• [Exercise]: Copy out all lines from the entries below in which "windshield" occurs.

___ Supplied entries

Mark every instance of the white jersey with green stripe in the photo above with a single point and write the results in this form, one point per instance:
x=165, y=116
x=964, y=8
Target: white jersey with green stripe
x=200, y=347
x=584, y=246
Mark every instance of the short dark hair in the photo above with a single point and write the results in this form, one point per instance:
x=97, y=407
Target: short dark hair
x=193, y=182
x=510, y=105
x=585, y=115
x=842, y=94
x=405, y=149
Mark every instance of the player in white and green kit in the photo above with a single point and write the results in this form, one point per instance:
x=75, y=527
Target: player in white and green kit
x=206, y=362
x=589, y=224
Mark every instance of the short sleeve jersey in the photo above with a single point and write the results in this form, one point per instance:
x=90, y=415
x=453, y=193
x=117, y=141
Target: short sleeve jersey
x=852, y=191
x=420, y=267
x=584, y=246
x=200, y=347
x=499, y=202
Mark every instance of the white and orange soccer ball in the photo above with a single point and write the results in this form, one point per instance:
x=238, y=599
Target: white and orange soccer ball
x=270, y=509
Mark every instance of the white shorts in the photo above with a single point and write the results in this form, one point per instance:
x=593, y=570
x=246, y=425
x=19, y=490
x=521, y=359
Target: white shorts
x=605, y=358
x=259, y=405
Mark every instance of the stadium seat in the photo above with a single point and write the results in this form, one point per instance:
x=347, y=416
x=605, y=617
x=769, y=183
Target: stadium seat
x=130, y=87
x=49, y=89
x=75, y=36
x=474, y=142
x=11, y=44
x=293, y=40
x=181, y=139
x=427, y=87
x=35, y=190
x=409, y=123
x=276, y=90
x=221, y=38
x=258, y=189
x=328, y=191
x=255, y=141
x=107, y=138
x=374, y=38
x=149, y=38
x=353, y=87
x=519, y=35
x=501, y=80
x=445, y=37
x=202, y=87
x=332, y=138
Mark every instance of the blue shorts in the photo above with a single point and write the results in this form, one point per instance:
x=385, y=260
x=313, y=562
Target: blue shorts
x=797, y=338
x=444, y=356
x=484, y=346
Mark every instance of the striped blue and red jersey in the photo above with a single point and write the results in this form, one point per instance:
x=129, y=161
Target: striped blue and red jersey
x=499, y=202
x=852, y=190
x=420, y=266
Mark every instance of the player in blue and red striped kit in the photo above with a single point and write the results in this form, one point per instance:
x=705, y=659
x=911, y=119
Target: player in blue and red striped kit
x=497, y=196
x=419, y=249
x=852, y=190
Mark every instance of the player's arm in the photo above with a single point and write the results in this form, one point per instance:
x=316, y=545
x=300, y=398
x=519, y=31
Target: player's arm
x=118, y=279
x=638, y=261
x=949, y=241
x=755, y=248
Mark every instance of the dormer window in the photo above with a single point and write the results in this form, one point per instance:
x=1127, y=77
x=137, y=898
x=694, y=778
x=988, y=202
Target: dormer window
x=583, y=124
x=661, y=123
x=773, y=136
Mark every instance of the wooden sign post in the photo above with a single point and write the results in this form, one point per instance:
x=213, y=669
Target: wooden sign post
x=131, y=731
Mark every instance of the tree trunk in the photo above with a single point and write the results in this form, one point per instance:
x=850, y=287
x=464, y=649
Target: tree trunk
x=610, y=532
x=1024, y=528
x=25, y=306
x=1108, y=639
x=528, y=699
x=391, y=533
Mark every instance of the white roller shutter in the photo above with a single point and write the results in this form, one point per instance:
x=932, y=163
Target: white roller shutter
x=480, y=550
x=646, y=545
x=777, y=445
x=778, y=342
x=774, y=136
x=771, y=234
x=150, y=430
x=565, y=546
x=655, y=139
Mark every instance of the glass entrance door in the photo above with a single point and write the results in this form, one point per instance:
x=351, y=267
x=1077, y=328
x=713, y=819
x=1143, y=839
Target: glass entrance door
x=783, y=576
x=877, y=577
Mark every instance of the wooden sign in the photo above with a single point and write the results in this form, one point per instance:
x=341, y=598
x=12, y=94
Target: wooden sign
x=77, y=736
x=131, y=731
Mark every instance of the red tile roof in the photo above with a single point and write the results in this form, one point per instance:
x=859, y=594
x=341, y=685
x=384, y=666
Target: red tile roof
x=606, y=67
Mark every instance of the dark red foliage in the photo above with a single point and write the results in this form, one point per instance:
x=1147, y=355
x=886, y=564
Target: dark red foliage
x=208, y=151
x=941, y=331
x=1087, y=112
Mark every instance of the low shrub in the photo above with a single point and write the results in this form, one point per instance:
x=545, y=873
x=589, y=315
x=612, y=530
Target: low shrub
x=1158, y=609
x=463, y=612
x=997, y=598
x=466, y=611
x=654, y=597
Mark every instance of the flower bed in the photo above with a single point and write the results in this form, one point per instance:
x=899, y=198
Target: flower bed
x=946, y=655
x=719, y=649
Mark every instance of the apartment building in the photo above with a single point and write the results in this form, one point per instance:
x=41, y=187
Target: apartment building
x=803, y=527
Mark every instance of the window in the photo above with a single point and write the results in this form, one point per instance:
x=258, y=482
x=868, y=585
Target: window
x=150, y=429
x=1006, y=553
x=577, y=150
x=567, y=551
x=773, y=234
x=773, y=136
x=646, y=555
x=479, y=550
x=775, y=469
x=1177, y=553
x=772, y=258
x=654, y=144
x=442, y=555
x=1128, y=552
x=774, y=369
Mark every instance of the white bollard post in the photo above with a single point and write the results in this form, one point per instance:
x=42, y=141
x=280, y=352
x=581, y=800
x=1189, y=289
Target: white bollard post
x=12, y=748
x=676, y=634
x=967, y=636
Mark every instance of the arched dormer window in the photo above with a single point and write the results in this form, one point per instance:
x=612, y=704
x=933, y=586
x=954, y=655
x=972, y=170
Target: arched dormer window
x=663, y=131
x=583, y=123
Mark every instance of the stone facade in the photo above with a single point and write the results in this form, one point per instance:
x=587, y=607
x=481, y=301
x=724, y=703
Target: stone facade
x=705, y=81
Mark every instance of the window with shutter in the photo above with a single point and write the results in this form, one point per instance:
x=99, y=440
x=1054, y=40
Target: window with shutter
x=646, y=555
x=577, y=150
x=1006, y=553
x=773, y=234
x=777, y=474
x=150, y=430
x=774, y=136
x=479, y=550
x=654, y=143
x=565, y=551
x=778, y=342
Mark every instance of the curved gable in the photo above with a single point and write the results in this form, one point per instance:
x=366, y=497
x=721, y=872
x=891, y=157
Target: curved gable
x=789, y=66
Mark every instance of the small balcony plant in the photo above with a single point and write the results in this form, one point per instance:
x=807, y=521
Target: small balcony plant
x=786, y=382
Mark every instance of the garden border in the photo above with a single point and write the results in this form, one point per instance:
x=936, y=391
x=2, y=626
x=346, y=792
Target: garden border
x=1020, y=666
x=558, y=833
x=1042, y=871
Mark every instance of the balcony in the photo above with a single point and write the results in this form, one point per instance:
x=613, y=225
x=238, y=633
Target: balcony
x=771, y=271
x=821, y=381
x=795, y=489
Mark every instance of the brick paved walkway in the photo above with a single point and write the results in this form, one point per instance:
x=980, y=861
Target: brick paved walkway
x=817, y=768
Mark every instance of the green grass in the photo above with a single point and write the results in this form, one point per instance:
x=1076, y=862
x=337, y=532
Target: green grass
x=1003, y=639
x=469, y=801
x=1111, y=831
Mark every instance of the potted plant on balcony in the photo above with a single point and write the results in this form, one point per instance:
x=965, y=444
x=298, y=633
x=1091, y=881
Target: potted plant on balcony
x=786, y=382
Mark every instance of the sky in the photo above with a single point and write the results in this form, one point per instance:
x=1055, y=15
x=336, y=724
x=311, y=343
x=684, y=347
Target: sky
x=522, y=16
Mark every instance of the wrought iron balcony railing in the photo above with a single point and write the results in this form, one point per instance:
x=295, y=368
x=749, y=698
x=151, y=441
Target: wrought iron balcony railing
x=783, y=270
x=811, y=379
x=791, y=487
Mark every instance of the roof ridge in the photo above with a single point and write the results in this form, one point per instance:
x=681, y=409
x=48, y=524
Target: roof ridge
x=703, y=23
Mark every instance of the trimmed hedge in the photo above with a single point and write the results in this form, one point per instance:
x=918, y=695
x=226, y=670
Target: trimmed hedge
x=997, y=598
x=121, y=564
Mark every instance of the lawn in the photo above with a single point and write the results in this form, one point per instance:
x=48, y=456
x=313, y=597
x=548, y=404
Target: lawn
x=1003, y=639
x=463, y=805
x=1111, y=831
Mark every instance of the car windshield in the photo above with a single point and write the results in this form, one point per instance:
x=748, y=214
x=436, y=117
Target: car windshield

______

• [Answer to this task]:
Mark every instance of the car windshield in the photo above with a single point and write the results in this form, one point per instance:
Target: car windshield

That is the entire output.